──────── DATASET RECORDS
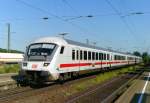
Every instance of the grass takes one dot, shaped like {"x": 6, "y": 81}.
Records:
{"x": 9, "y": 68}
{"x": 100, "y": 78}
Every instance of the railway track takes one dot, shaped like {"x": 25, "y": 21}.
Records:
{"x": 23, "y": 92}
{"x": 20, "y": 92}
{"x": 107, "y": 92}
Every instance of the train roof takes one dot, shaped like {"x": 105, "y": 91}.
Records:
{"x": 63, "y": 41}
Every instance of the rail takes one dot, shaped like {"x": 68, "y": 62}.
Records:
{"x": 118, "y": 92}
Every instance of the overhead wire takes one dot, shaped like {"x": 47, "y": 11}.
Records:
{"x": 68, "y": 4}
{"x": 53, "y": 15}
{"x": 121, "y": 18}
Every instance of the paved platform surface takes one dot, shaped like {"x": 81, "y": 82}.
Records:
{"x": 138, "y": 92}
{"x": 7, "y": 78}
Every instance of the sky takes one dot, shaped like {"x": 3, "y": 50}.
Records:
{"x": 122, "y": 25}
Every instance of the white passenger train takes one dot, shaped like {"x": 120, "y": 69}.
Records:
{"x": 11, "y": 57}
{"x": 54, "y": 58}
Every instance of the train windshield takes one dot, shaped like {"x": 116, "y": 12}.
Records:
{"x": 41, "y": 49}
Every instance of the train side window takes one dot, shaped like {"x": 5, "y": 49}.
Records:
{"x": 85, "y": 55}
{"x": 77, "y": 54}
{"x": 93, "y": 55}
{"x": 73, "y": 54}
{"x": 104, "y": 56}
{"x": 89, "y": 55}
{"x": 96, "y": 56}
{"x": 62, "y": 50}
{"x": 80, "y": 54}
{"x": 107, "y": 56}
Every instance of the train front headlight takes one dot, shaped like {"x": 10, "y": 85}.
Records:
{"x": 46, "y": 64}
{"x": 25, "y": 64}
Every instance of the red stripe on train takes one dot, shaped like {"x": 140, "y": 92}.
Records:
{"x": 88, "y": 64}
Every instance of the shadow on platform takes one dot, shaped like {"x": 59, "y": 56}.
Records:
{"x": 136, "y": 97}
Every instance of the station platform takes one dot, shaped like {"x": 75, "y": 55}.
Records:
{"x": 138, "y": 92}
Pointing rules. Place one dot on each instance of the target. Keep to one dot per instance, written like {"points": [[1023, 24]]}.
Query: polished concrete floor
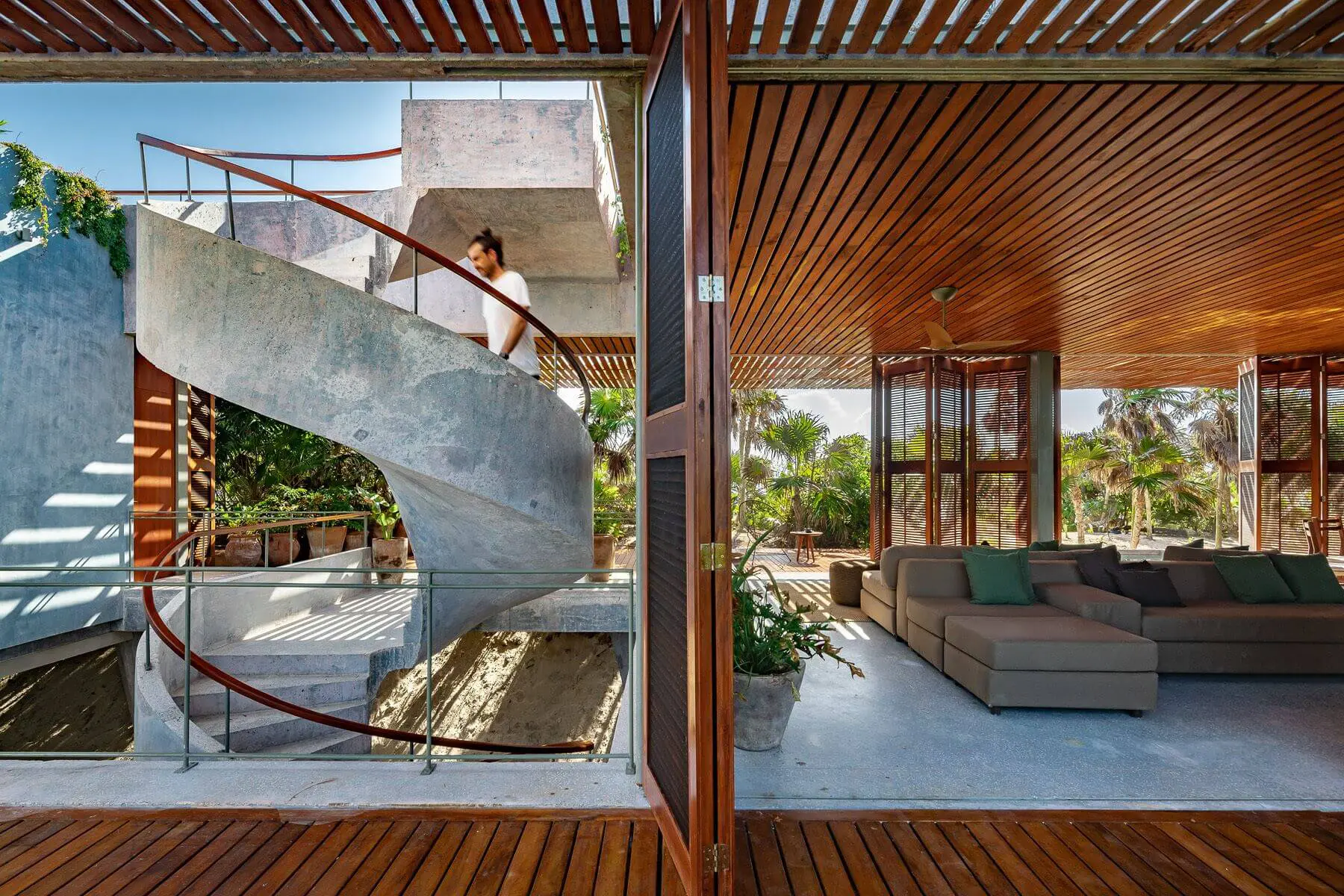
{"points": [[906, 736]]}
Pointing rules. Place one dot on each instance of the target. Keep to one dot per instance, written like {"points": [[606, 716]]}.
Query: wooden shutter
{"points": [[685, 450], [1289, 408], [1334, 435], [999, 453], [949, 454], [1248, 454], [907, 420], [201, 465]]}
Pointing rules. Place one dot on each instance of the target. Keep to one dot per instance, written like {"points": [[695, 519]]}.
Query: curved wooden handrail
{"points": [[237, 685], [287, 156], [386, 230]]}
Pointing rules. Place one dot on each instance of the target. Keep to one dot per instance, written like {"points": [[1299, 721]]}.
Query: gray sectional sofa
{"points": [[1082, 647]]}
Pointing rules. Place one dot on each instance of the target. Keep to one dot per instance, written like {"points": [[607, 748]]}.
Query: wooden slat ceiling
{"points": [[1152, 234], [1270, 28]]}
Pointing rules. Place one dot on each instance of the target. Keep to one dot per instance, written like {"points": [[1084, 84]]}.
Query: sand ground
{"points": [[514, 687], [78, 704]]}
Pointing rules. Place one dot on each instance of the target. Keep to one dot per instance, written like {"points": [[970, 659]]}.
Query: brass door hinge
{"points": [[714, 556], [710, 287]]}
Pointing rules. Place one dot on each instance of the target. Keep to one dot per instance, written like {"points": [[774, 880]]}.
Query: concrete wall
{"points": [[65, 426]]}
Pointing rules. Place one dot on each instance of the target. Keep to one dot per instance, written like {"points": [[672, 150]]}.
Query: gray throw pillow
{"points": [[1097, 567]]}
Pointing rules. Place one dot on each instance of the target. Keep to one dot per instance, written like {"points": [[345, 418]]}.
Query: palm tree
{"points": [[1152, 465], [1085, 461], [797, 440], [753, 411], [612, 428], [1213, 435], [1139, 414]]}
────────────────
──────── DATASET RECORDS
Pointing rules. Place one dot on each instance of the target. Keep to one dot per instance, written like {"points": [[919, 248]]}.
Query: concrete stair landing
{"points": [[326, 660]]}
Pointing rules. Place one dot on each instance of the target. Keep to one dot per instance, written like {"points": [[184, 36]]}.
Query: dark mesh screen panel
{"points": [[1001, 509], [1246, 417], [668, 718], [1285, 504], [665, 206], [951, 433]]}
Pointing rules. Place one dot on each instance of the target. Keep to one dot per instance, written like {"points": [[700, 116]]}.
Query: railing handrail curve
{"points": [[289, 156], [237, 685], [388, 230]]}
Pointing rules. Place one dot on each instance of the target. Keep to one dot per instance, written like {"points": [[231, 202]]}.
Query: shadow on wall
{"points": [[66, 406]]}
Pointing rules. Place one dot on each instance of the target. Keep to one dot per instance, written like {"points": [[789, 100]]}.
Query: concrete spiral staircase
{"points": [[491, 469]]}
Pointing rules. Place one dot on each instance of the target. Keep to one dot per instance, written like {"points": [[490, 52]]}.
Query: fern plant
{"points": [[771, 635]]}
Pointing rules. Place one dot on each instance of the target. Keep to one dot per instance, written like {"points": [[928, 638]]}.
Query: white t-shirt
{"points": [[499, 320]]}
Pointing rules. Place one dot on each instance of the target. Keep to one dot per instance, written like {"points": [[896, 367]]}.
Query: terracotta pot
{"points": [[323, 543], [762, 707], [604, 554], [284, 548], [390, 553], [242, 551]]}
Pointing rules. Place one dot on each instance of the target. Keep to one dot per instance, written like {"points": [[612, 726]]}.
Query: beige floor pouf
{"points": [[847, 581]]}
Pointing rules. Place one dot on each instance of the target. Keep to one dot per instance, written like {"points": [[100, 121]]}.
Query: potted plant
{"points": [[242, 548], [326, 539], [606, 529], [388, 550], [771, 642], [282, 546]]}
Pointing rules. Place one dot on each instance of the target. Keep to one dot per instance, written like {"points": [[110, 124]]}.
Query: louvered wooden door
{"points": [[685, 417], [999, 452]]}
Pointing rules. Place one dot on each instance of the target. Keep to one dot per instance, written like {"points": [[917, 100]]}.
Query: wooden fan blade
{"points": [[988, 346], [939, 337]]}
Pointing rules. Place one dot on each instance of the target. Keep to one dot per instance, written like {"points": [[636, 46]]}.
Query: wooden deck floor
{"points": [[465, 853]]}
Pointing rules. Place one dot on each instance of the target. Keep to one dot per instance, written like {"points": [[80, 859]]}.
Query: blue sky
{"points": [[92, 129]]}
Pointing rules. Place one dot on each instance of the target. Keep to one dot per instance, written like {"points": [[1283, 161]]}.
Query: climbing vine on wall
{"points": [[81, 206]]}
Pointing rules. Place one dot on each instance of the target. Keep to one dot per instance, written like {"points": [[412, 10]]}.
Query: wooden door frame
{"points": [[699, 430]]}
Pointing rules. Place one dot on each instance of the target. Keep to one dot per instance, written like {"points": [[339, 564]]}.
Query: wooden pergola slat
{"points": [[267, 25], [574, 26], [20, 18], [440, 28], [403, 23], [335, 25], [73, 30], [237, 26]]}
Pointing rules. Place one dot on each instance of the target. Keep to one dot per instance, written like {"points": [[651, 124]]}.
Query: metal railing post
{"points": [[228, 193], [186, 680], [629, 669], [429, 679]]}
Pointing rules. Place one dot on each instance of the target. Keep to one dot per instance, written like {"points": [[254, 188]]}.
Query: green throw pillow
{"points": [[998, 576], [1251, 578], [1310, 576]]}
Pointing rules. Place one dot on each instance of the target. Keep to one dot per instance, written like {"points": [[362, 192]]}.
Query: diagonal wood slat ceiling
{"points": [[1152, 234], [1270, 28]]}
────────────────
──────── DATASET RECORDS
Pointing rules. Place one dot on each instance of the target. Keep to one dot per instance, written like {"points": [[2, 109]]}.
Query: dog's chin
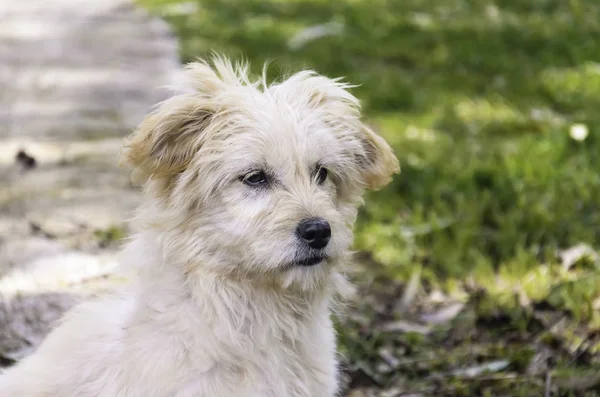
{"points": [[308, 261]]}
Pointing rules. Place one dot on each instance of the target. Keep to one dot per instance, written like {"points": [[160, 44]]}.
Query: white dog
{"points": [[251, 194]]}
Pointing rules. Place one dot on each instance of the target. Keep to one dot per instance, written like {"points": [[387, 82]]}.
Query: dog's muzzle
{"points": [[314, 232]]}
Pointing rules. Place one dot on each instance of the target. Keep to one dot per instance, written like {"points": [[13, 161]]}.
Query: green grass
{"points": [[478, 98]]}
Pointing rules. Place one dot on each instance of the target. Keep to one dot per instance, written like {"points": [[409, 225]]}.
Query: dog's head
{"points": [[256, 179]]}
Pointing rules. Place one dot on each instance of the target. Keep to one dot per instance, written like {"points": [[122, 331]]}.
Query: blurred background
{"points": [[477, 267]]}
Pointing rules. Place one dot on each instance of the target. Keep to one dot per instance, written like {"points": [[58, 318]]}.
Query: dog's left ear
────────────────
Where in the records does the string "platform" appear? Copy every line that has it.

| WRITTEN REPLY |
Every instance of the paved platform surface takes one dot, shaped like {"x": 81, "y": 82}.
Every instance of the shadow on platform takes one dot, shaped like {"x": 59, "y": 56}.
Every instance of the station platform takes one dot, shaped like {"x": 75, "y": 55}.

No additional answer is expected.